**THE TASK:**
Pictures do not belong in the output. Reproduce exactly the lines from the start of the records through the line with "<point>103,580</point>".

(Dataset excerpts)
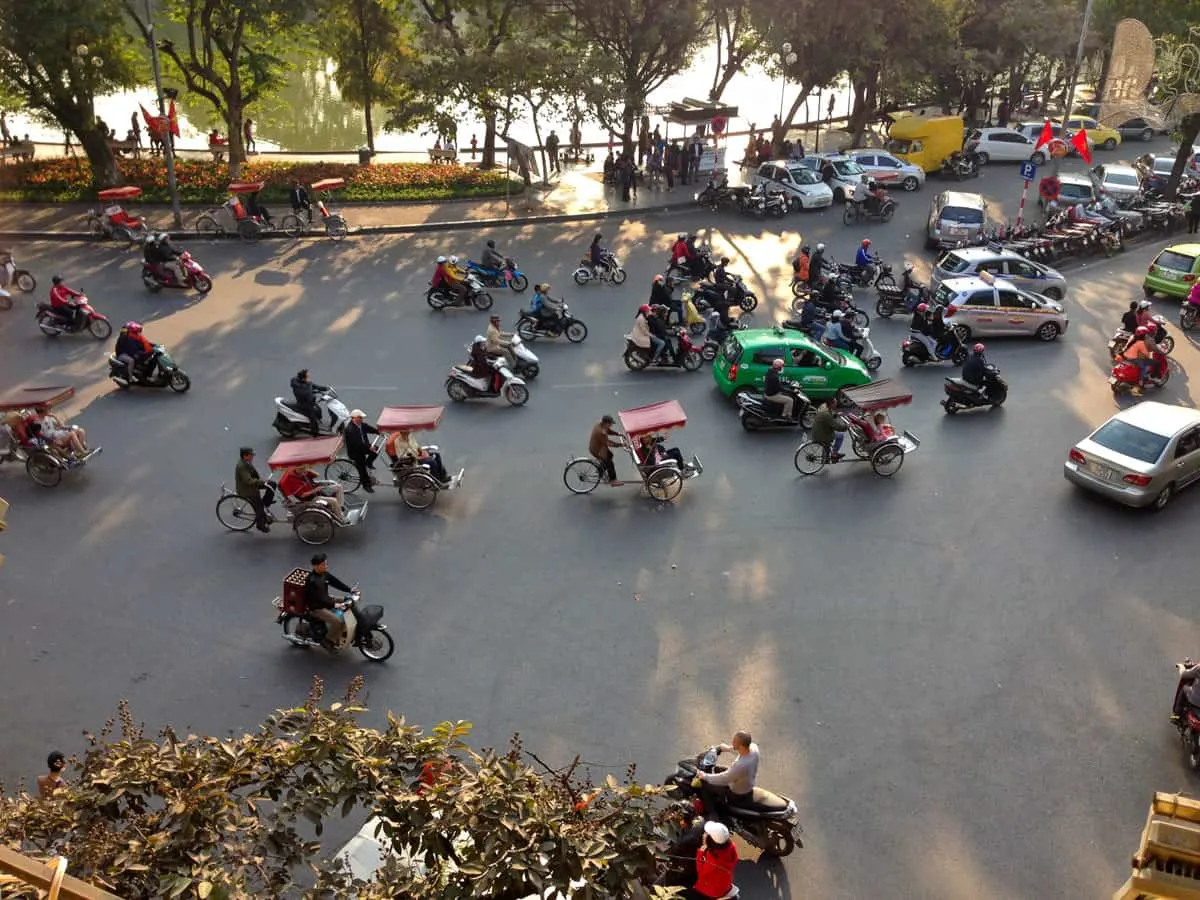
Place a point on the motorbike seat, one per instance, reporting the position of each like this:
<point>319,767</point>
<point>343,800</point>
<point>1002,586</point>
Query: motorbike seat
<point>761,801</point>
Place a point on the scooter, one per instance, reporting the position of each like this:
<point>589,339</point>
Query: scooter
<point>462,385</point>
<point>166,373</point>
<point>94,323</point>
<point>964,395</point>
<point>289,420</point>
<point>1127,377</point>
<point>759,413</point>
<point>156,277</point>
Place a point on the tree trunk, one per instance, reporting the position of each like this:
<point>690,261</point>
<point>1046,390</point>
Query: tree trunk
<point>105,172</point>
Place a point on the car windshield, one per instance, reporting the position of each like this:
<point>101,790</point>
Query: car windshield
<point>1175,261</point>
<point>961,215</point>
<point>1131,441</point>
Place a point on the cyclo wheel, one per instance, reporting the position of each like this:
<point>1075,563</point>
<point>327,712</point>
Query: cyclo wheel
<point>810,457</point>
<point>582,475</point>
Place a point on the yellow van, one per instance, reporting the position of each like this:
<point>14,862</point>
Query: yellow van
<point>925,142</point>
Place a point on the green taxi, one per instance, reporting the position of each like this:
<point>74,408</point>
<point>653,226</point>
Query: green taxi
<point>821,371</point>
<point>1174,271</point>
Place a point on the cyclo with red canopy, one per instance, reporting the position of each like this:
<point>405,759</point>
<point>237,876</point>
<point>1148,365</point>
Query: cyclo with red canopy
<point>19,409</point>
<point>881,447</point>
<point>312,520</point>
<point>661,471</point>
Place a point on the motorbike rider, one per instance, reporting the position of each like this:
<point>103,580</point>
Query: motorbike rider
<point>64,304</point>
<point>321,605</point>
<point>133,349</point>
<point>773,388</point>
<point>499,343</point>
<point>492,258</point>
<point>305,394</point>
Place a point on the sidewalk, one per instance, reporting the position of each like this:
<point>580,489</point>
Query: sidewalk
<point>575,195</point>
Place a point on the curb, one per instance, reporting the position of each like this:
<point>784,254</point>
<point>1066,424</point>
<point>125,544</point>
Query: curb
<point>417,228</point>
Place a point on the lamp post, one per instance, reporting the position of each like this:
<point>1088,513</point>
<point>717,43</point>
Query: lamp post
<point>168,145</point>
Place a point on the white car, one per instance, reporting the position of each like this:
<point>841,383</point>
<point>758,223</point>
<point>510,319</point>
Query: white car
<point>1003,145</point>
<point>802,186</point>
<point>889,171</point>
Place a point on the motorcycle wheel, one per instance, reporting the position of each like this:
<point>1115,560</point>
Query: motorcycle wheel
<point>377,646</point>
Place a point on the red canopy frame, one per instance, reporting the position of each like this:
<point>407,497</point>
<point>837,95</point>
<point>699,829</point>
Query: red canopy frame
<point>653,418</point>
<point>409,418</point>
<point>35,397</point>
<point>120,193</point>
<point>310,451</point>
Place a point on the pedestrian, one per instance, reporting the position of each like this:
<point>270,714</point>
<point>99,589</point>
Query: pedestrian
<point>250,486</point>
<point>52,780</point>
<point>358,447</point>
<point>552,150</point>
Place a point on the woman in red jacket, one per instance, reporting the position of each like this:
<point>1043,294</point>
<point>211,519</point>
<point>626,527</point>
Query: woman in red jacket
<point>715,862</point>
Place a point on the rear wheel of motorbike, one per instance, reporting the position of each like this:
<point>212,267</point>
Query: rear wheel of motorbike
<point>235,514</point>
<point>313,527</point>
<point>779,840</point>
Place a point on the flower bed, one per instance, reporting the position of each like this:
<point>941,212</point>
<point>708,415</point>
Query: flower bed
<point>204,181</point>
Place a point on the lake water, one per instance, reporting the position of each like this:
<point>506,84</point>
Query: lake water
<point>309,115</point>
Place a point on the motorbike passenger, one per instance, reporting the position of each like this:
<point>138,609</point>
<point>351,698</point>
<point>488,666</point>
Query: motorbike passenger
<point>773,389</point>
<point>321,605</point>
<point>64,304</point>
<point>492,258</point>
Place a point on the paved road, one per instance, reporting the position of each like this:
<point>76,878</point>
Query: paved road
<point>961,675</point>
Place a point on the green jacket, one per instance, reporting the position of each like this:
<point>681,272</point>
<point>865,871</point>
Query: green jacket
<point>825,424</point>
<point>246,481</point>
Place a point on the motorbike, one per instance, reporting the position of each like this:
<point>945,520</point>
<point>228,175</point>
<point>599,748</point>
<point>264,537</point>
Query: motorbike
<point>759,413</point>
<point>682,353</point>
<point>768,822</point>
<point>964,395</point>
<point>612,271</point>
<point>531,327</point>
<point>156,277</point>
<point>913,351</point>
<point>1127,377</point>
<point>462,385</point>
<point>53,324</point>
<point>508,276</point>
<point>364,629</point>
<point>444,299</point>
<point>159,371</point>
<point>289,420</point>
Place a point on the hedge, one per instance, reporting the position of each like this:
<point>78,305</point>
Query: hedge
<point>205,181</point>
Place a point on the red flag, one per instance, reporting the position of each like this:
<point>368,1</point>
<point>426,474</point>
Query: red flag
<point>1047,136</point>
<point>1080,143</point>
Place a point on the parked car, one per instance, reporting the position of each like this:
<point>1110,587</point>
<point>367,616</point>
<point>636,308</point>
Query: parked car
<point>982,306</point>
<point>1003,145</point>
<point>1174,271</point>
<point>821,371</point>
<point>1117,179</point>
<point>803,187</point>
<point>954,217</point>
<point>1141,456</point>
<point>889,169</point>
<point>1000,263</point>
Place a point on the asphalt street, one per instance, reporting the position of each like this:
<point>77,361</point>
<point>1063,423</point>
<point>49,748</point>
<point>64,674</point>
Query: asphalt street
<point>961,675</point>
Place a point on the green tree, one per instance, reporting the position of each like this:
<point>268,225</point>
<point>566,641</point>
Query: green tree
<point>198,816</point>
<point>233,55</point>
<point>57,55</point>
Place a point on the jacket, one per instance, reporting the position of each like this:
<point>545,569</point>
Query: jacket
<point>246,480</point>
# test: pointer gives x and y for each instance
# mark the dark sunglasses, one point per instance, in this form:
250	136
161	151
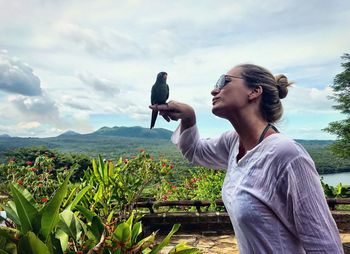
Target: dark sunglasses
224	80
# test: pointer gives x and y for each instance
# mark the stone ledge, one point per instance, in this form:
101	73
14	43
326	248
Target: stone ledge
213	223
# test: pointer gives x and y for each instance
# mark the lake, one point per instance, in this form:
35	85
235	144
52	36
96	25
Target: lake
335	179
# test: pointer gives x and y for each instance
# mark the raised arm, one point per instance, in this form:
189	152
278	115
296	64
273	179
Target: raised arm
205	152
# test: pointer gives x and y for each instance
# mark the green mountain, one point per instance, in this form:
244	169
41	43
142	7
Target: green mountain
137	132
113	142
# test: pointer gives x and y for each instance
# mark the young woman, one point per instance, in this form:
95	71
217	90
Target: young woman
271	191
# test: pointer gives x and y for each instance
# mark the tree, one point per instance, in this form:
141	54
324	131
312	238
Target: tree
341	87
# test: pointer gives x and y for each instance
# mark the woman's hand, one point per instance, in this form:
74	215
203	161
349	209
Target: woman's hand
174	110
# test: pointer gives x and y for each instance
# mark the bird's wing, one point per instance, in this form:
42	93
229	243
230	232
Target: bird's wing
153	95
167	91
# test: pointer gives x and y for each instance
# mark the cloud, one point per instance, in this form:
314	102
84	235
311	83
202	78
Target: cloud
303	99
36	108
103	86
17	77
105	42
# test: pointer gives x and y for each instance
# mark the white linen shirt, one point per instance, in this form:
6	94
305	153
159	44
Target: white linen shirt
273	194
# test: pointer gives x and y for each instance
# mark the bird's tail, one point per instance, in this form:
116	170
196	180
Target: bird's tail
154	117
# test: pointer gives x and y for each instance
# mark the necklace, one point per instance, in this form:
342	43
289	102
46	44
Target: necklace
268	126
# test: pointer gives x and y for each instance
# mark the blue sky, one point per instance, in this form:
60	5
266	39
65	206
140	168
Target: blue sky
81	65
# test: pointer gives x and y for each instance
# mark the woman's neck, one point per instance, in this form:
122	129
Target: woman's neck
249	131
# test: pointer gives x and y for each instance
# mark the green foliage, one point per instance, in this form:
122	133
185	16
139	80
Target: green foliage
36	176
50	160
66	225
339	191
115	187
200	184
341	87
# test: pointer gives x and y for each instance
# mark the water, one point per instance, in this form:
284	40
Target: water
335	179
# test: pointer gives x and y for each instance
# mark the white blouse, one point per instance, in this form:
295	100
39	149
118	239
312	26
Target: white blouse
273	194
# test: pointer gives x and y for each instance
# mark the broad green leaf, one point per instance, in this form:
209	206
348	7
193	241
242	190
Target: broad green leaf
63	237
147	241
99	194
31	244
105	172
97	227
182	248
101	167
78	197
50	211
96	172
25	193
136	231
166	240
25	210
70	197
11	212
10	233
110	217
54	245
70	224
123	233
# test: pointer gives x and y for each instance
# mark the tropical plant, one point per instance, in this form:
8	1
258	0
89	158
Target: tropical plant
115	187
341	129
34	230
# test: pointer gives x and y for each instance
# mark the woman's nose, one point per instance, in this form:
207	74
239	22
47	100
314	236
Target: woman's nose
215	91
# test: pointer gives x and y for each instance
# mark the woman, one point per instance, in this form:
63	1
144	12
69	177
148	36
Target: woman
271	191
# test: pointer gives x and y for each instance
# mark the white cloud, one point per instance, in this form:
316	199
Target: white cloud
17	77
28	125
301	99
104	86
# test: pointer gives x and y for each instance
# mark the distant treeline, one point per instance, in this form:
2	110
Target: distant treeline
113	147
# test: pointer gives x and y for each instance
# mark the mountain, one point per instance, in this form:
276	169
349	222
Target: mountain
135	132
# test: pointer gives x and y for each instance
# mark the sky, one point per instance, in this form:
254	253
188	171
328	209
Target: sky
81	65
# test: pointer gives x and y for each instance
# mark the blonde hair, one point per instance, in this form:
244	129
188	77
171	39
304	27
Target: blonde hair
274	89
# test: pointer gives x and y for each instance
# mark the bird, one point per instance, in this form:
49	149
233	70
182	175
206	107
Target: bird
159	94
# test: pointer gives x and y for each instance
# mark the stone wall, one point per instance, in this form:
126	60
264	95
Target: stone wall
212	223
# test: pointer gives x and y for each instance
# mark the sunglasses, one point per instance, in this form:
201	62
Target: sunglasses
224	80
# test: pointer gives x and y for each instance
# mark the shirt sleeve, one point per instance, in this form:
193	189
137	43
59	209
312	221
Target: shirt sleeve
313	220
212	153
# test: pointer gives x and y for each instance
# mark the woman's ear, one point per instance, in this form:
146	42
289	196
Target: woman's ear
255	93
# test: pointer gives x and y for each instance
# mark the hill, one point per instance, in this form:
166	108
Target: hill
127	141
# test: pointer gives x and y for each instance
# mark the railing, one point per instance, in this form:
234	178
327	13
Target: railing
151	205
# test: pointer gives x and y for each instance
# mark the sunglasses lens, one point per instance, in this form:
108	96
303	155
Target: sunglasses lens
221	82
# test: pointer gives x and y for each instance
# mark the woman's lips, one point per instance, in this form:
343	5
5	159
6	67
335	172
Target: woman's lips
214	100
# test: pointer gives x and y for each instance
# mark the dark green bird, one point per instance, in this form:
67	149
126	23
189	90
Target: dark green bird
159	94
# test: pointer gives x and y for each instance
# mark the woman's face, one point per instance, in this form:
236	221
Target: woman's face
232	97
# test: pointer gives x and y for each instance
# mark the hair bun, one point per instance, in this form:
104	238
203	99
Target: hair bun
282	85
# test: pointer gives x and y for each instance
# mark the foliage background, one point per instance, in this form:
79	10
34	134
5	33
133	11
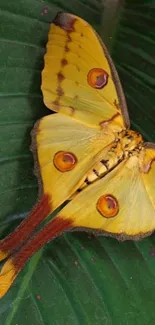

**SOLUTION FOR THIS EXERCISE:**
Place a point on the motorbike seat, one per instance, reporting the position of each like this:
<point>319,767</point>
<point>343,800</point>
<point>1002,586</point>
Query: motorbike seat
<point>761,801</point>
Place a point on the scooter, one per instance, reporting the position of each like this:
<point>589,339</point>
Query: scooter
<point>462,385</point>
<point>166,373</point>
<point>94,323</point>
<point>964,395</point>
<point>289,420</point>
<point>1127,377</point>
<point>759,413</point>
<point>156,277</point>
Place a point on the tree trunk, one per instance, reporting the position of each like this:
<point>690,261</point>
<point>1046,390</point>
Query: tree trunk
<point>105,172</point>
Place a point on the car windshield, one per instance, reporting the position of each like this:
<point>101,790</point>
Query: car windshield
<point>1175,261</point>
<point>961,215</point>
<point>1131,441</point>
Place a point on the cyclo wheel, one per instance, reporting the position of each like this:
<point>1075,563</point>
<point>327,712</point>
Query: cyclo wheel
<point>810,457</point>
<point>582,475</point>
Place a point on the yellow van, one per instance, reporting the position of each like this:
<point>14,862</point>
Query: yellow van
<point>925,142</point>
Place a point on the green taxi, one per instance, reporting the position of each like this:
<point>74,408</point>
<point>653,226</point>
Query: green taxi
<point>821,371</point>
<point>1174,271</point>
Place a point on the cyclo with red canopy, one per instance, reporting the position of each like this:
<point>405,759</point>
<point>237,876</point>
<point>1148,365</point>
Query: cyclo with red canopy
<point>19,409</point>
<point>881,447</point>
<point>312,520</point>
<point>661,471</point>
Place a point on the motorbike rider, one per instance, reporting the position of each like this:
<point>103,580</point>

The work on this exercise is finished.